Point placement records

## BEGIN

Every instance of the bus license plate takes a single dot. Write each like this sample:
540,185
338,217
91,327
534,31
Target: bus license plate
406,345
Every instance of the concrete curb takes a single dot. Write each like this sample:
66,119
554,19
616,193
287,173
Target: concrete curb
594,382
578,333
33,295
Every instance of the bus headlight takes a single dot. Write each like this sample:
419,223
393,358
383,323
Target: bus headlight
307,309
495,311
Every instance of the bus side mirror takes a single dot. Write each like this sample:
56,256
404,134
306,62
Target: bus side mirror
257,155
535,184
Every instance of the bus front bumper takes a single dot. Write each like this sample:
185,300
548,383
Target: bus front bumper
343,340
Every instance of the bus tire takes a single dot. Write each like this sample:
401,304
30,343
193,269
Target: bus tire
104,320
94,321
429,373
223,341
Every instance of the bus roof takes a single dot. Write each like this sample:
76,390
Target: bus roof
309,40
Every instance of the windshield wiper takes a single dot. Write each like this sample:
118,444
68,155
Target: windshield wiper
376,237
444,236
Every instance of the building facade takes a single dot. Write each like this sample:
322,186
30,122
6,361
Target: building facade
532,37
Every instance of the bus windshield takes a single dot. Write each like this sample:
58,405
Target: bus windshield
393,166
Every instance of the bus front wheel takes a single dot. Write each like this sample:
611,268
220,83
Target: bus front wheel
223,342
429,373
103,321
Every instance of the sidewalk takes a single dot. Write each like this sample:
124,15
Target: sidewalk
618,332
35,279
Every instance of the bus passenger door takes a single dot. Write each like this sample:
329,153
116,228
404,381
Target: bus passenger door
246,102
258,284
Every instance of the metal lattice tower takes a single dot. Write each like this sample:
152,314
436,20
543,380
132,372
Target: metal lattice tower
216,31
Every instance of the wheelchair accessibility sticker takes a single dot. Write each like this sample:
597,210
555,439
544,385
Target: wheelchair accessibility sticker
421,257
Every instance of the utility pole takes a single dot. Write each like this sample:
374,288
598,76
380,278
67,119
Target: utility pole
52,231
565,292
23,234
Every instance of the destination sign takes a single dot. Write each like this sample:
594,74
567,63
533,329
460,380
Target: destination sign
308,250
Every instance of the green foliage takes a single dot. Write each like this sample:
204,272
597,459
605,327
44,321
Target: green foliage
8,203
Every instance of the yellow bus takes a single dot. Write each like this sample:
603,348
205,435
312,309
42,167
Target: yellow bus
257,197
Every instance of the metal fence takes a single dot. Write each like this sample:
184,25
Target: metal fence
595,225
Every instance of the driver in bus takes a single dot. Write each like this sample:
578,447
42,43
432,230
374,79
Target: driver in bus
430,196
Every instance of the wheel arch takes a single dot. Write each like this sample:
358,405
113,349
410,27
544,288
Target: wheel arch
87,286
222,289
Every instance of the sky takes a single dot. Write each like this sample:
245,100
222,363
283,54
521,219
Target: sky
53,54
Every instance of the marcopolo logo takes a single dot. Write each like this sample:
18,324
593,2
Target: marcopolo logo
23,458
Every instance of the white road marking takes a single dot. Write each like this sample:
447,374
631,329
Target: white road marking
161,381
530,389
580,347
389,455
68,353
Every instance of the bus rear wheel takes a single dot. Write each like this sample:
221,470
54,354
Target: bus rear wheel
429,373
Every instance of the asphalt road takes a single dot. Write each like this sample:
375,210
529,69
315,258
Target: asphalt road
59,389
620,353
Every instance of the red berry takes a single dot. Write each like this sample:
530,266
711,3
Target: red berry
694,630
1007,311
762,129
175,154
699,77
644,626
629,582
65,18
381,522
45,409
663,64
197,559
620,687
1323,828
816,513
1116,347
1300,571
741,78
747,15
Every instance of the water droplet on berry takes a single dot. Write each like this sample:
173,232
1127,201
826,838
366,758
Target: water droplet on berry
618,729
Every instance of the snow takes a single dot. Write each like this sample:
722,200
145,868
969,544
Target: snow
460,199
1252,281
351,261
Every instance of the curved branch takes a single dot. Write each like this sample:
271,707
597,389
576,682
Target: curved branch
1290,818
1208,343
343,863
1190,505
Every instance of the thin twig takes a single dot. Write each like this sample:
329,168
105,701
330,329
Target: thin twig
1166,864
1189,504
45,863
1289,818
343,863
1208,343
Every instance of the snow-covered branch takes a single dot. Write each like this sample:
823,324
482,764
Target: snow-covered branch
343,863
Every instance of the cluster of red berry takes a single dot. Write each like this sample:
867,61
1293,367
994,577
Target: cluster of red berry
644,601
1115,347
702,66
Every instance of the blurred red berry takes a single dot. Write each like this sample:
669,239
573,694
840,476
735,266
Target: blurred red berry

## END
## BEGIN

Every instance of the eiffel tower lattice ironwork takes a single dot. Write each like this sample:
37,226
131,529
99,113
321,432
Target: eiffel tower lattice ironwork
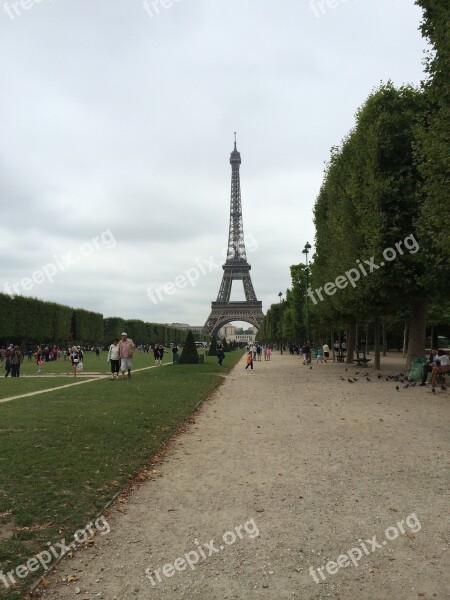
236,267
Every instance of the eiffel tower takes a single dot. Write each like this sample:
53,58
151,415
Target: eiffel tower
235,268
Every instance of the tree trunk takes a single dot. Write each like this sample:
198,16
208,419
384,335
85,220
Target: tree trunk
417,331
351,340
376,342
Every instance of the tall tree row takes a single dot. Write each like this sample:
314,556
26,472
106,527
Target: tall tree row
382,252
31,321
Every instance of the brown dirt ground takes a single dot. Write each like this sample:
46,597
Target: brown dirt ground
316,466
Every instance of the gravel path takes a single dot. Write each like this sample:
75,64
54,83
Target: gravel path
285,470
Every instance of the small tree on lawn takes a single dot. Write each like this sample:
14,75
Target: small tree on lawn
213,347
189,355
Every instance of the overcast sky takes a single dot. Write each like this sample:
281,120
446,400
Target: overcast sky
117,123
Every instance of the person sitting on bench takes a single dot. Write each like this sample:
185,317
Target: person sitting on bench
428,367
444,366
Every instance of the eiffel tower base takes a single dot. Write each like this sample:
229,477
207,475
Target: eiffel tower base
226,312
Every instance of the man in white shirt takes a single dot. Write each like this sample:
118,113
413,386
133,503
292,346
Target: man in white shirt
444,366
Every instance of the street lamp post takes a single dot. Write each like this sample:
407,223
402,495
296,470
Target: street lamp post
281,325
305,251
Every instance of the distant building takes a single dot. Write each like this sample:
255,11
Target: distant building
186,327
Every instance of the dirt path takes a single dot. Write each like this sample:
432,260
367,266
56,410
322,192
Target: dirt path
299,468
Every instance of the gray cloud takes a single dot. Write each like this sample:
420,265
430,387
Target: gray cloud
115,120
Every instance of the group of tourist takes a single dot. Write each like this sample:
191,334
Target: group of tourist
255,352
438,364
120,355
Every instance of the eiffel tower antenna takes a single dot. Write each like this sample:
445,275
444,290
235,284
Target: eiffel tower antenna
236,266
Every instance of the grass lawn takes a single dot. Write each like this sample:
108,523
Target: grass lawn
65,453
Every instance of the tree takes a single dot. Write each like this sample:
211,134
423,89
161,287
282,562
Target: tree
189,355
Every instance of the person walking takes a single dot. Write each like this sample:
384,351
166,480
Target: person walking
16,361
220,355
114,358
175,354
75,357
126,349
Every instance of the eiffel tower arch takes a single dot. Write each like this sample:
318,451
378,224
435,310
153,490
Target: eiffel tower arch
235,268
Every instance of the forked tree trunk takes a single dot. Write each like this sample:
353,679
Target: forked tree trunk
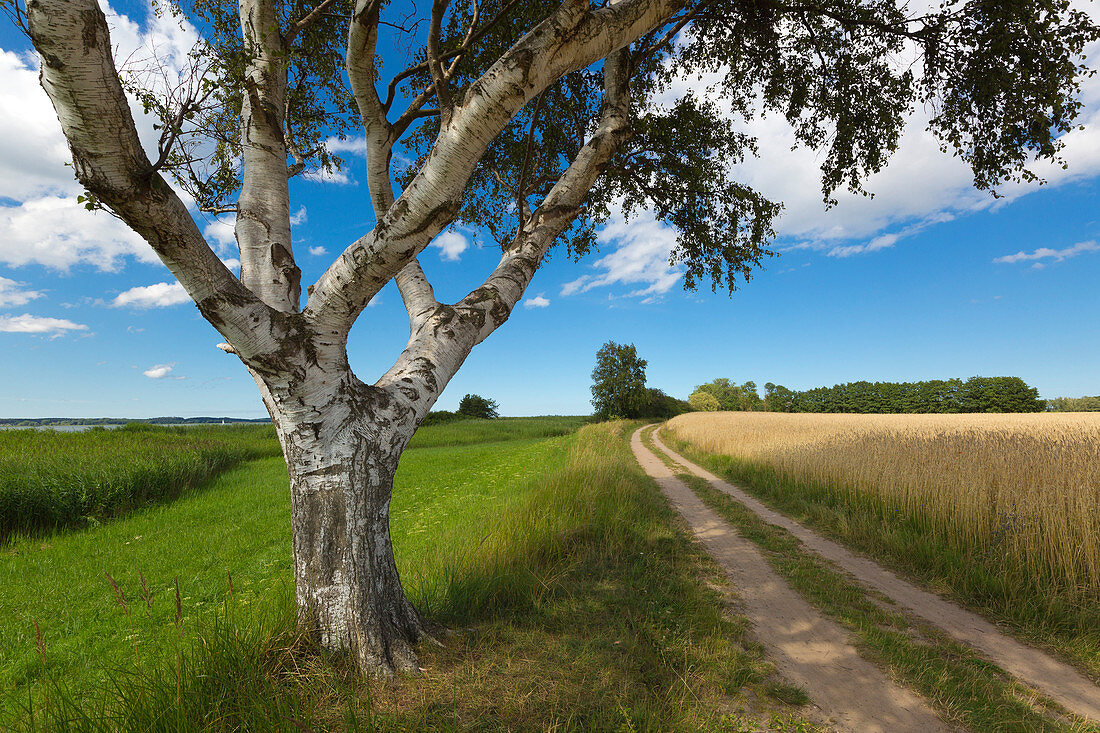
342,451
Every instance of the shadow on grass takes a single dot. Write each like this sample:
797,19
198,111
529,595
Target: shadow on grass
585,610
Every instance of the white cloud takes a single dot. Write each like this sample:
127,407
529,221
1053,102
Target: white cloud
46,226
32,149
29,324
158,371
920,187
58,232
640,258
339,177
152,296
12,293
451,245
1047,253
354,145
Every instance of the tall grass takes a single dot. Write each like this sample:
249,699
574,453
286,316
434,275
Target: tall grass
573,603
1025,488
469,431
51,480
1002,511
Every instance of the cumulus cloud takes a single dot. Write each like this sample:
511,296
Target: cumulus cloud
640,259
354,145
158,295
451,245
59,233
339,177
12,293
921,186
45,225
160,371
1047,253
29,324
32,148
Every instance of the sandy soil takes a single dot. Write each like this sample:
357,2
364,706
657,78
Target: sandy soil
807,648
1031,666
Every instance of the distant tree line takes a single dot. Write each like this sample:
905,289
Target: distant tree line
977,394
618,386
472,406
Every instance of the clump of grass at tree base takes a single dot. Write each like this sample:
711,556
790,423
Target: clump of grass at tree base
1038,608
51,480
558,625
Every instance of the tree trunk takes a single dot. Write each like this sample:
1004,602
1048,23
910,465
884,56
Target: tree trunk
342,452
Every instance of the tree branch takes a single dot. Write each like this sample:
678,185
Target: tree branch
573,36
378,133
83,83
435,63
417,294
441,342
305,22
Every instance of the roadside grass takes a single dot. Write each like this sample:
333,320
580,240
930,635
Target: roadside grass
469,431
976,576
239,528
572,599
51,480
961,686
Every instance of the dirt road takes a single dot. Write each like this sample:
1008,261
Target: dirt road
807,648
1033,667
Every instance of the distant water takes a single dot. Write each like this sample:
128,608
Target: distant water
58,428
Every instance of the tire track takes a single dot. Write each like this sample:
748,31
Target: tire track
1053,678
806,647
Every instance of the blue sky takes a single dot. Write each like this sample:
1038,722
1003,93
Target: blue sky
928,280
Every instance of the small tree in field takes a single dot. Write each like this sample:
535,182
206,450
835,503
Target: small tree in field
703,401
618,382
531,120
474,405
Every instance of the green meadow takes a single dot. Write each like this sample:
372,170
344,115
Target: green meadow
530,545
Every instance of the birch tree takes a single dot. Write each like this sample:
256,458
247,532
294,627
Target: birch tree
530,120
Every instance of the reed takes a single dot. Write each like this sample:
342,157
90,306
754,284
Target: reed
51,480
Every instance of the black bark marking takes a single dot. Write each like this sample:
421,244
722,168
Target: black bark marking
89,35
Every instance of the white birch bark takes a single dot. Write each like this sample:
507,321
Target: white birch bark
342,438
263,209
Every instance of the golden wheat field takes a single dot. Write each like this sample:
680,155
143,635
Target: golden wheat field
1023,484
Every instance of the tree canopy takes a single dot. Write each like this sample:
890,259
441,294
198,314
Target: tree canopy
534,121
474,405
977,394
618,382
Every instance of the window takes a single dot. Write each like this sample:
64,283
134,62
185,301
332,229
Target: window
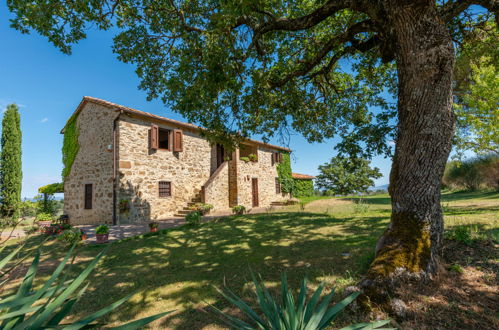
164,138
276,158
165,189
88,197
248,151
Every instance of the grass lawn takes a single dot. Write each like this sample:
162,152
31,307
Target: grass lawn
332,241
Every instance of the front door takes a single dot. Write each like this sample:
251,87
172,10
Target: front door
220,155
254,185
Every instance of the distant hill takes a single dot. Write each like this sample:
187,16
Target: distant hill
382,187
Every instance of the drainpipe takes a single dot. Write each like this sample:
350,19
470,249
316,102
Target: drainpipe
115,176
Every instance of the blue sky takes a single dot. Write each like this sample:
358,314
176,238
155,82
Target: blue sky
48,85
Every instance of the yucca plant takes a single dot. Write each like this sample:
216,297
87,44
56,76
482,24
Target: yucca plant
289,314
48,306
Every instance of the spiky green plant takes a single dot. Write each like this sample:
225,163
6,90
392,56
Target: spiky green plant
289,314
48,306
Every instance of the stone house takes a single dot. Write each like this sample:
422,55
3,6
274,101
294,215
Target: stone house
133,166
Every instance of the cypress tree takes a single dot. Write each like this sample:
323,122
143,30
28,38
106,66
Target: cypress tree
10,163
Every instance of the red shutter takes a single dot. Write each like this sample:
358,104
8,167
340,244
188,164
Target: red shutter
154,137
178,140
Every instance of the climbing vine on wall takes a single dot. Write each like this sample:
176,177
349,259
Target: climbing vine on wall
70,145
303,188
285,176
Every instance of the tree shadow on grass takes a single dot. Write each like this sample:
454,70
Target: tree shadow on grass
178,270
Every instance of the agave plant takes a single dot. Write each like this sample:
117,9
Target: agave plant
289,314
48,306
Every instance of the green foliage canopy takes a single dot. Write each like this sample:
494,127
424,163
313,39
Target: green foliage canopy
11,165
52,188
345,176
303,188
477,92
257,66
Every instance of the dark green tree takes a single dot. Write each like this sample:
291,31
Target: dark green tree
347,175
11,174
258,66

## END
## BEGIN

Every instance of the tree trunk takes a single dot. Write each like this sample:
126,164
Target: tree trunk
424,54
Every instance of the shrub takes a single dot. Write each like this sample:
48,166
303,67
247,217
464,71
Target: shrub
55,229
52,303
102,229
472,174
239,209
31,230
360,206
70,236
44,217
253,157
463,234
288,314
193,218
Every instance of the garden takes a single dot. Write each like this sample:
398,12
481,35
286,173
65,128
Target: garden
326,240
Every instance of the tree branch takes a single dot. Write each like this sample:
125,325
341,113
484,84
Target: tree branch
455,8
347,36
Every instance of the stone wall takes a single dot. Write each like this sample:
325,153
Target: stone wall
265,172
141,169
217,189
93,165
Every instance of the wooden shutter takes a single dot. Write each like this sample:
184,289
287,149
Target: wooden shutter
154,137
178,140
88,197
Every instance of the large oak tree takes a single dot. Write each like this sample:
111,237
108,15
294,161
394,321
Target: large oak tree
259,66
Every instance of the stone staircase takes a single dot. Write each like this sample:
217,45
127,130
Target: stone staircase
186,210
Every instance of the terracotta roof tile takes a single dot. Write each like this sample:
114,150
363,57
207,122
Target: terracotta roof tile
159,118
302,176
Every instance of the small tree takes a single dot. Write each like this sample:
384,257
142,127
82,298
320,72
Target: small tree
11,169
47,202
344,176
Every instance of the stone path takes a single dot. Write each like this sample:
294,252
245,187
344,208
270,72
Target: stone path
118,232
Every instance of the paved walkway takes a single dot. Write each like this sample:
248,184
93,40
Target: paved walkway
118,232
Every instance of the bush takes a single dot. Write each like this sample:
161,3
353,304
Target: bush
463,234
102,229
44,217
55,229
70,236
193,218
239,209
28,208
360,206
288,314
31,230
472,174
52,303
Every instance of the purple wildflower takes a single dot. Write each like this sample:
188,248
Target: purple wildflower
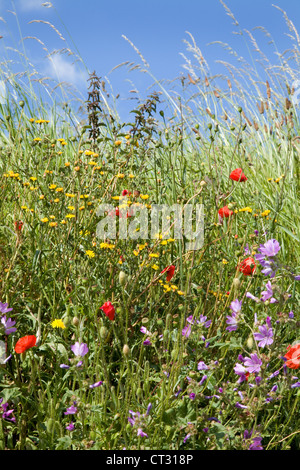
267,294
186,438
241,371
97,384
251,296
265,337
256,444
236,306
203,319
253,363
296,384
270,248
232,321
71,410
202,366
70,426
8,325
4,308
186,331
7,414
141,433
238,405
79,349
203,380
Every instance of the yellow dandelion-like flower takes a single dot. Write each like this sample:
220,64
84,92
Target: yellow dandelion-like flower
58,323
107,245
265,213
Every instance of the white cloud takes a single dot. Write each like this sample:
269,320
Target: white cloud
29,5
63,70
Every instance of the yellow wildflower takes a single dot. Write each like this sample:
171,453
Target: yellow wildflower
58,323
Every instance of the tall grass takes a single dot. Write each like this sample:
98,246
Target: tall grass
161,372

## END

Given instruction. Count the rows above that contain the string “curved”, treating uppercase and lowercase as different, and reply with that number alone.

Answer in full. 2